TASK OBJECTIVE: From the data below, set down exactly the lines between the one holding "moss, written as integer pixel values." and the one holding "knit hat, written as integer pixel values.", inclusive, and no others.

[Collected data entries]
◇ ◇ ◇ ◇ ◇

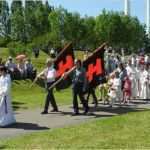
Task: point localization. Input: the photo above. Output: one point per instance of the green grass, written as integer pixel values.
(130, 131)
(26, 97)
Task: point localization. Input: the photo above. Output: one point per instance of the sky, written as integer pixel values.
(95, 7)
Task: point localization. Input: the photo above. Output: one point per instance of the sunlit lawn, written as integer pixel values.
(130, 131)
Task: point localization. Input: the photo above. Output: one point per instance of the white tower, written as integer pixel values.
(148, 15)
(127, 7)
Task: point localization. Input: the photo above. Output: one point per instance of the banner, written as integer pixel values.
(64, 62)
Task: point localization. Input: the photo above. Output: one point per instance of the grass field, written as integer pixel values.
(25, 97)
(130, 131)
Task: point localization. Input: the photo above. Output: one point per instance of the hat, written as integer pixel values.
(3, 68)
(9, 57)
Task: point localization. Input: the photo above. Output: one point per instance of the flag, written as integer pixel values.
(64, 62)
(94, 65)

◇ ◇ ◇ ◇ ◇

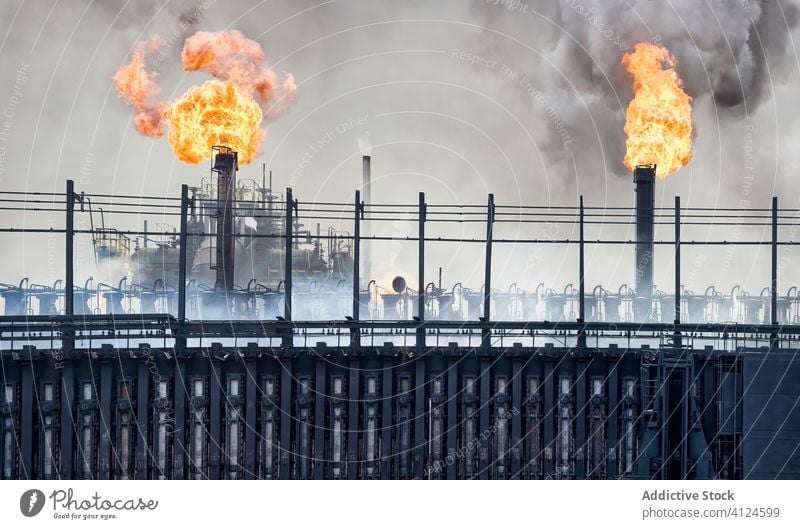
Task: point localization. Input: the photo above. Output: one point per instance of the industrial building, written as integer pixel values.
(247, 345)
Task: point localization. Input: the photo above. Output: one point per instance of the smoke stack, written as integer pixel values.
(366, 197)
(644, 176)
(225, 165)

◇ ◇ ◇ ◇ ◇

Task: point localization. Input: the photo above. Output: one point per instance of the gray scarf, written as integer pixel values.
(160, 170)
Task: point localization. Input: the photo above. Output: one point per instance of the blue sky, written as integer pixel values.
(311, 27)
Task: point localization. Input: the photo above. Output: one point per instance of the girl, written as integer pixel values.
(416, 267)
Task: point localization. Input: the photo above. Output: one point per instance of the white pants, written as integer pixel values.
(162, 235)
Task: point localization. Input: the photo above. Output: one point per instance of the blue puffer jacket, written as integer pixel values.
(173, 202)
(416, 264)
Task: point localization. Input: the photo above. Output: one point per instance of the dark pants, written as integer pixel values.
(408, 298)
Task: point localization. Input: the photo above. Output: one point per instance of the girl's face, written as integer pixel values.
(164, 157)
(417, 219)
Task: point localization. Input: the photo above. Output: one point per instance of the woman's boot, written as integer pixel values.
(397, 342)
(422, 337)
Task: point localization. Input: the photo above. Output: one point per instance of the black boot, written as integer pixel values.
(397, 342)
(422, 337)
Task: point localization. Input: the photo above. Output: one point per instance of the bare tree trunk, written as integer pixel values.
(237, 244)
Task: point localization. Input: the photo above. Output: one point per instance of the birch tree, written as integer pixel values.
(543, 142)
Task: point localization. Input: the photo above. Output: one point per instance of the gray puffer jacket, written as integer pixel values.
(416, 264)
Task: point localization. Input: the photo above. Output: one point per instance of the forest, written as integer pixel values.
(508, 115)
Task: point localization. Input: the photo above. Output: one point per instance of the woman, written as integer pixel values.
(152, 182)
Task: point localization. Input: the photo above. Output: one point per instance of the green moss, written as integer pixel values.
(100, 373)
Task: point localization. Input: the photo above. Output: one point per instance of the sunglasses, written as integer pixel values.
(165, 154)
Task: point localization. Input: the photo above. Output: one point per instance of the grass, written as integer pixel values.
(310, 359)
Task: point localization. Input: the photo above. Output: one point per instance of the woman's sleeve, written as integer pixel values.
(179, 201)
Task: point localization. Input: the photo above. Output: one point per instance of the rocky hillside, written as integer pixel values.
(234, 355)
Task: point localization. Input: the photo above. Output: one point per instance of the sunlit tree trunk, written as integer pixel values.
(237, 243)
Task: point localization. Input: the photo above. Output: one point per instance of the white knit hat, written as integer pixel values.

◇ ◇ ◇ ◇ ◇

SOLVED PROBLEM:
Task: point localization. Input: the photo above. Output: one point per instance of the green moss, written as integer pixel values.
(100, 373)
Task: point localization. Input: the photo above. Output: one point per instance of the sunglasses, written as integer pixel values.
(165, 154)
Task: point localization. Input: the photo above. Output: one point per instance of the grass, written as integer pixel values.
(310, 359)
Task: point localization. Input: the photo above. Output: one point per instance of the woman's sleeve, written as integer pixel values.
(179, 201)
Task: point localization. Input: the photo above. Output: one point per instance of the rocky hillside, written as integer pixel values.
(234, 355)
Task: point localization. Input: the photo above. Output: one point per instance of the sunlit tree trunk, written as integer pixel values.
(237, 243)
Task: point localization. Input: the photo above. Output: one point per instance of the white knit hat, written as integer pixel values.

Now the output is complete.